--- Recorded data ---

Content starts

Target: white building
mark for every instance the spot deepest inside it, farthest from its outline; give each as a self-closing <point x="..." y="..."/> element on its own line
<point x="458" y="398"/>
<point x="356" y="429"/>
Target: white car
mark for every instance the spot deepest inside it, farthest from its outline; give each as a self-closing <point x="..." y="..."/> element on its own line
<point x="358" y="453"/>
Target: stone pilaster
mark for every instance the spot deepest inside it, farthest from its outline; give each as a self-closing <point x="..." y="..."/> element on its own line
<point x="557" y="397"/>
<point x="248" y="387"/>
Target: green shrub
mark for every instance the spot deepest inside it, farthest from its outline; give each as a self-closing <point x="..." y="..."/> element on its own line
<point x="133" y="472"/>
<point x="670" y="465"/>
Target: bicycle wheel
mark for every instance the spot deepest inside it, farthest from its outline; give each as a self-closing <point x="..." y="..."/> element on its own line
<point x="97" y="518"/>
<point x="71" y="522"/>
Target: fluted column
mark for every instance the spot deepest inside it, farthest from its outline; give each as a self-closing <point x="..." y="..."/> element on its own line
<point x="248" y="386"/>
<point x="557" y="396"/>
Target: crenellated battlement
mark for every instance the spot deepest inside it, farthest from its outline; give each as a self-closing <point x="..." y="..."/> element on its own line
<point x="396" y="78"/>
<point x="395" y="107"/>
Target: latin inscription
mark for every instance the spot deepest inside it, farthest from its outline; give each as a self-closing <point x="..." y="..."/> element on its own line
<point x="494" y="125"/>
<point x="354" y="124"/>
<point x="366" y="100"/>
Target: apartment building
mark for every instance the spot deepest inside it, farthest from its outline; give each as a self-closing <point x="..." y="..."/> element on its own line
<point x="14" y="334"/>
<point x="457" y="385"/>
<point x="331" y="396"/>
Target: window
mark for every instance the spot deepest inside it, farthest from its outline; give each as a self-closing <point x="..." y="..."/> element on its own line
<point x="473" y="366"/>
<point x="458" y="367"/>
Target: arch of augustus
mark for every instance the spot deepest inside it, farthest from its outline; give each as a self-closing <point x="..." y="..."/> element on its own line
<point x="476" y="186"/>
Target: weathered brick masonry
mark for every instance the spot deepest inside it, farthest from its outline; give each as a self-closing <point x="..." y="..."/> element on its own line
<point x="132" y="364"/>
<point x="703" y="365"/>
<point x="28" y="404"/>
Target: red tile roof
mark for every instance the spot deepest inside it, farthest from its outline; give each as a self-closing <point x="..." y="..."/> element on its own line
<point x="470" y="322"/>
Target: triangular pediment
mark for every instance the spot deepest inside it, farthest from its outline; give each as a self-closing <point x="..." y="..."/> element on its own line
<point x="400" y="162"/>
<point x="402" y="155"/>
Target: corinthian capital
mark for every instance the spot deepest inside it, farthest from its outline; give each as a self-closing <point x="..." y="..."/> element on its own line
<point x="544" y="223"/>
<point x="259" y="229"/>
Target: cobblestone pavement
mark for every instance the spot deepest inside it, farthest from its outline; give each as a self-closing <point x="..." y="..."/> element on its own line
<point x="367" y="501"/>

Content ends

--- Problem requirements ---
Go through the records above, find every line with the word "white", and list those lines.

--- Answer to the exercise ---
Target: white building
Target: white car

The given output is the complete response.